→ **TEXTE SOURCE**:
------------------------------------------------------------------------
L’attention doit être portée en particulier vers les élèves les plus discrets, ceux qui cherchent à se faire oublier. Comment faire progresser un élève qui ne rentre pas dans les apprentissages ? Qui refuse toutes les activités que l’on peut lui proposer. Observons le avant tout ! Comment occupe-t-il son temps ? Est-il en retrait fermé à tout ? Ou observe-t-il ce qui se passe ? Est-il concentré ou dispersé ? Semble-t-il intéressé ou blasé ? Souvent une approche non frontale est plus pertinente. Parfois juste s’asseoir à côté et attendre que l’élève fasse le premier pas.
Les élèves dispersés posent aussi problème, mais généralement on ne les oublie pas ! Ils perturbent la classe, provoquent des petits chahut, cherchent à capter l’attention, et ne sont pas du tout dans les apprentissages proposés en classe. Ceux là ne peuvent pas être livrés à eux-même tant qu’ils n’ont pas compris que le temps de classe est un temps sacré, un temple du savoir, un lieu codifié plein de contraintes mais également riche de nouvelles libertés. Je théâtralise, j’use de formules poncives, mais je fais de même en classe avec ces élèves. J’en rajoute ; plus ils se précipitent, plus je ralentis. Plus ils s’impatientent, plus je les fais mariner. C’est le petit groupe de terribles assis avec moi ; ils sont un peu punis et contraints, mais je fais comme s’ils avaient choisi de rester à travailler à côté de moi et je les en félicite.
L’ennui force l’inventivité. Tout comme la simplicité conduit vers la complexité. L’épure est propice à la diversité. La contrainte est source de créativité. Et les bouleversements bousculent les habitudes trop confortables. Je me force dans ma classe à changer les accès aux activités. J’ai généralement trop de choses, les enfants se dispersent trop. Ou ne sont pas assez curieux, ils ont trop de choix, ils se rassurent alors en allant uniquement vers les activités connues. C’est pourquoi je ferme temporairement l’accès à certains placard. Je fais tourner les activités proposées sur les étagères. Je range un matériel délaissé par les enfants pour plus tard le ressortir et susciter à nouveau l’intérêt. Je change la disposition des meubles. Je cache des surprises. J’essaie d’éveiller leur curiosité. Qu’ils se rassurent en classe avec des activités qu’ils maîtrisent. Mais qu’ils prennent goût également à découvrir chaque jour de nouvelles choses, et qu’ils s’y tiennent sans papillonner.
La rareté crée aussi le désir. Les enfants sont très grégaires et des modes traversent en fait la classe tout au long de l’année. A certains moment, un certain matériel va avoir un succès fou. Les élèves vont se chamailler pour y avoir accès. L’enseignant a alors deux possibilités pour rétablir l’équité entre les élèves pour l’accès à ce matériel si convoité :
- créer un tour de rôle, gérer l’accès, garantir que tous en profite de manière égale
- investir pour dupliquer ce matériel à succès, que chacun puisse avoir le sien
Alors, curieusement, la mode va passer, et toute l’énergie investie par l’enseignant pour gérer la situation de partage va devoir à nouveau se tourner vers une nouvelle activité convoitée.
------------------------------------------------------------------------
→ **DÉFIS PROPOSÉS**:
**a.** Recopiez sans rien changer le passage du texte source allant de « La rareté crée » à « nouvelle activité convoitée. ».
**b.** D'après le texte source, que fait-on du matériel délaissé par les enfants ?
**c.** Dans le texte source, relevez toutes les questions à se poser en observant l'élève qui refuse toutes les activités proposées.
------------------------------------------------------------------------
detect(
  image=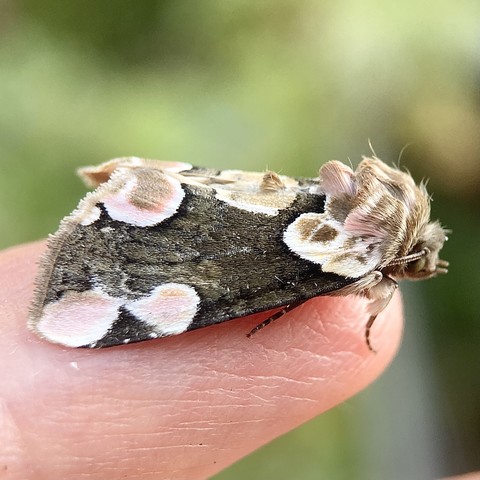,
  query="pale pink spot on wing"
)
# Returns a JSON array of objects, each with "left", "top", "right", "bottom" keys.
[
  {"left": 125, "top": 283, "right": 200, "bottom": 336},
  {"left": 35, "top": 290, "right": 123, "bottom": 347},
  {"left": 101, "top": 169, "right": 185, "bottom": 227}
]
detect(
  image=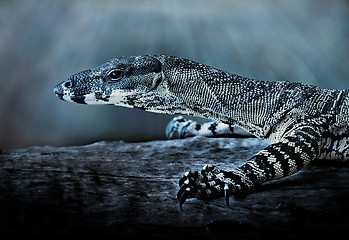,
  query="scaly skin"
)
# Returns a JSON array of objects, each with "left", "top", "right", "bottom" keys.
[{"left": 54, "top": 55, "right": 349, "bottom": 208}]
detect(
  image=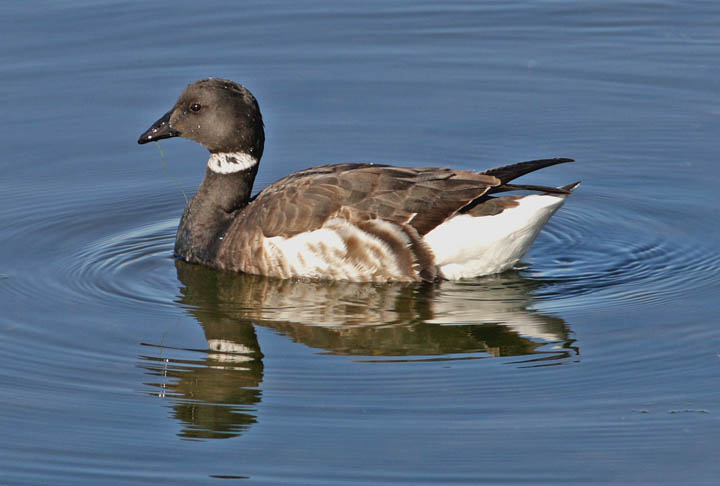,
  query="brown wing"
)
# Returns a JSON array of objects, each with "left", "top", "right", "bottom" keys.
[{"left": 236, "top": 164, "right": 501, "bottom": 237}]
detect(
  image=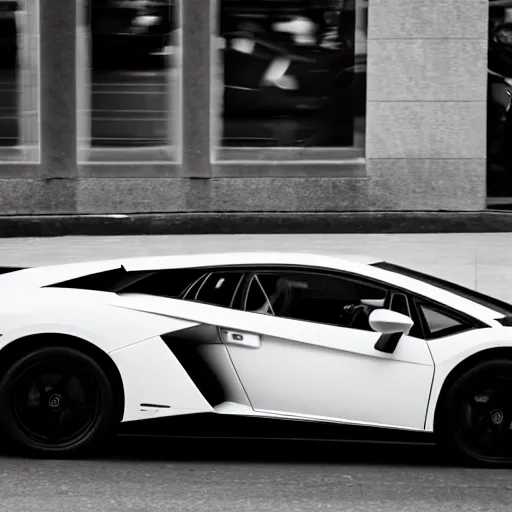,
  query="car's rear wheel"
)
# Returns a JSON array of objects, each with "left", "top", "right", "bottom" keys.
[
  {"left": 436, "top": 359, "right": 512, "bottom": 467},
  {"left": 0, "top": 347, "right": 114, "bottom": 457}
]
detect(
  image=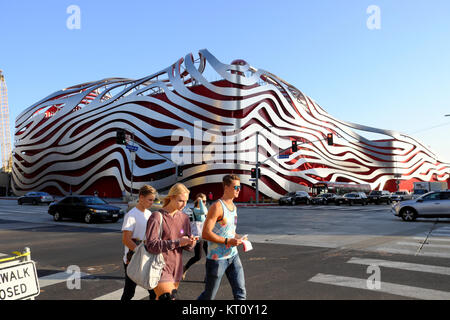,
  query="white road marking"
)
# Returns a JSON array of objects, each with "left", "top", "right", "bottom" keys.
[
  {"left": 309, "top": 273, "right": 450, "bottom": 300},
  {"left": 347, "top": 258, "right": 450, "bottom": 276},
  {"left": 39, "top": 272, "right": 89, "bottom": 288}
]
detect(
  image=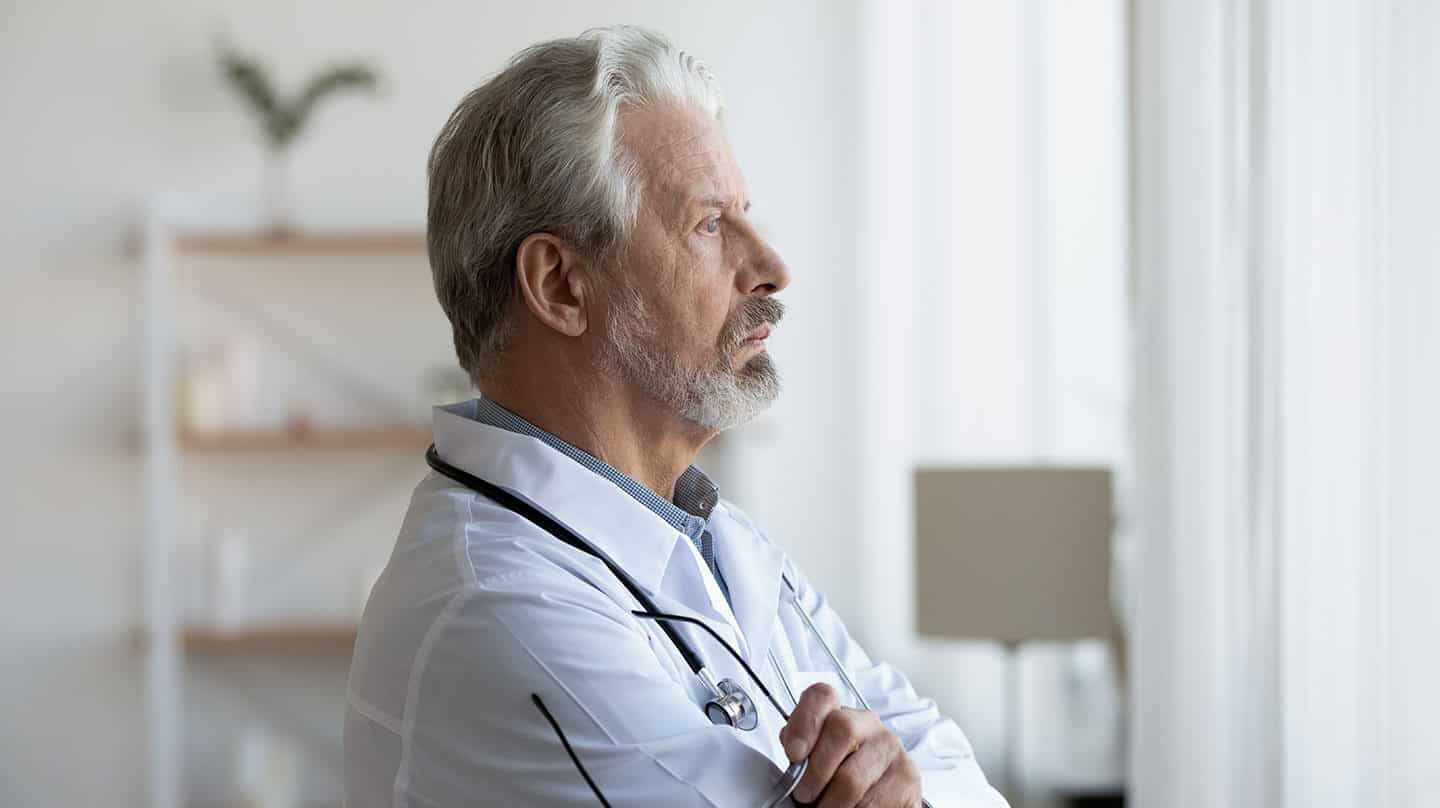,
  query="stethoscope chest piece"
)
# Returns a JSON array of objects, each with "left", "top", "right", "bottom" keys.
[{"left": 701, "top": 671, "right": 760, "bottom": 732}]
------------------------------------------------------------------------
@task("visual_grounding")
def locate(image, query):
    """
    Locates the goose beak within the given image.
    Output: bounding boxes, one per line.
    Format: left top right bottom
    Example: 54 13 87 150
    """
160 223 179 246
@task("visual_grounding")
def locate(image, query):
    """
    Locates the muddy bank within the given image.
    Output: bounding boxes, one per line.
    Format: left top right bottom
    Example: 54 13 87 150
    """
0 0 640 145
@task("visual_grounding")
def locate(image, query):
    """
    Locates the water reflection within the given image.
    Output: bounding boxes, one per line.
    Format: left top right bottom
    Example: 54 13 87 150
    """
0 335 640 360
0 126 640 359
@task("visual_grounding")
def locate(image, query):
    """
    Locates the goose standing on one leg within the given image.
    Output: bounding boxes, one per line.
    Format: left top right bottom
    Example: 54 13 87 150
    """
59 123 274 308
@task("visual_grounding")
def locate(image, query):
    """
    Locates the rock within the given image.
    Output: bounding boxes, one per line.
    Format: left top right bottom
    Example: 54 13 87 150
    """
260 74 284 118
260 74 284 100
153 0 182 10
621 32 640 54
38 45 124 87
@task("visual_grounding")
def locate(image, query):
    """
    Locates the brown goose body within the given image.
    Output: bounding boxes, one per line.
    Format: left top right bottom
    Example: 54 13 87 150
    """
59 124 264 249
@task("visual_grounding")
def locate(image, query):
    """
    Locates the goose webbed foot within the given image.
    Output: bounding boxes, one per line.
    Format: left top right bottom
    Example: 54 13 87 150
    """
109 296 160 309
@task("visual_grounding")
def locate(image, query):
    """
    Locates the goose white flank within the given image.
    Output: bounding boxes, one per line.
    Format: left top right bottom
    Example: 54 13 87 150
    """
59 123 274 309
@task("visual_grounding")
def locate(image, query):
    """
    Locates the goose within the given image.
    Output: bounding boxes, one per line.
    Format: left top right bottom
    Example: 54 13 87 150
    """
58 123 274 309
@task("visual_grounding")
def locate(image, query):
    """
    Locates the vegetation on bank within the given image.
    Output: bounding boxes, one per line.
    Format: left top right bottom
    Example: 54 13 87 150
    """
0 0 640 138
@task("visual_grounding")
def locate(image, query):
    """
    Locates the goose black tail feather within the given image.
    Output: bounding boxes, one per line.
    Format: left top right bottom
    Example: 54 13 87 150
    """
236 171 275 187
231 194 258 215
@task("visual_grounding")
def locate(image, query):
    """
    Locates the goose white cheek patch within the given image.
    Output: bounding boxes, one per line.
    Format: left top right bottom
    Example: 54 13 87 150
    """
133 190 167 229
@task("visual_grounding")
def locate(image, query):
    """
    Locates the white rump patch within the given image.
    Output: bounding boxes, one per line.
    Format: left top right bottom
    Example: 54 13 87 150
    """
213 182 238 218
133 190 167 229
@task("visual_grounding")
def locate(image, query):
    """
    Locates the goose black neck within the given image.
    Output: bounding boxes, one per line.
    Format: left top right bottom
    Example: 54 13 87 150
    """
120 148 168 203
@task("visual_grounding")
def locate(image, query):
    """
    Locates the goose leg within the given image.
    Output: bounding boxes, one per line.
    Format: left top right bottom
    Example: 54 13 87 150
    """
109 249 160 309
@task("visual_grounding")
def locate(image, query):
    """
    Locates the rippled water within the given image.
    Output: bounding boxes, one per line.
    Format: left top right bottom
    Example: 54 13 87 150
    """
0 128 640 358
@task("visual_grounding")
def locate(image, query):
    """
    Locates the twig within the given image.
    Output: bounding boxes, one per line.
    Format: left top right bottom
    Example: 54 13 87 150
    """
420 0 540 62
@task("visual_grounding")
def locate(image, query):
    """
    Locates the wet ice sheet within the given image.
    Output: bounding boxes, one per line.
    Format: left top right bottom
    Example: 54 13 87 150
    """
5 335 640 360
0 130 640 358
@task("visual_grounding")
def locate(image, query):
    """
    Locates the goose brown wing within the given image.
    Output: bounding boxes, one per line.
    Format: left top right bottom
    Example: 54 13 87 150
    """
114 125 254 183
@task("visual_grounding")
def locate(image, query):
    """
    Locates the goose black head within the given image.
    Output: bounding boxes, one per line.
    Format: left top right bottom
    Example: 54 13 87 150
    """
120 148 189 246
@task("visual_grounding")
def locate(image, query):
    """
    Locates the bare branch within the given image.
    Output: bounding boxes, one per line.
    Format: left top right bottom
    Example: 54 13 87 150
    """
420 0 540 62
------------------------------------------------------------------------
→ **RÉPONSES PAR CONSIGNE**:
**a.**
La rareté crée aussi le désir. Les enfants sont très grégaires et des modes traversent en fait la classe tout au long de l’année. A certains moment, un certain matériel va avoir un succès fou. Les élèves vont se chamailler pour y avoir accès. L’enseignant a alors deux possibilités pour rétablir l’équité entre les élèves pour l’accès à ce matériel si convoité :
- créer un tour de rôle, gérer l’accès, garantir que tous en profite de manière égale
- investir pour dupliquer ce matériel à succès, que chacun puisse avoir le sien
Alors, curieusement, la mode va passer, et toute l’énergie investie par l’enseignant pour gérer la situation de partage va devoir à nouveau se tourner vers une nouvelle activité convoitée.

**b.** On le range pour le ressortir plus tard et susciter à nouveau l'intérêt.

**c.**
- Comment occupe-t-il son temps ?
- Est-il en retrait fermé à tout ?
- Ou observe-t-il ce qui se passe ?
- Est-il concentré ou dispersé ?
- Semble-t-il intéressé ou blasé ?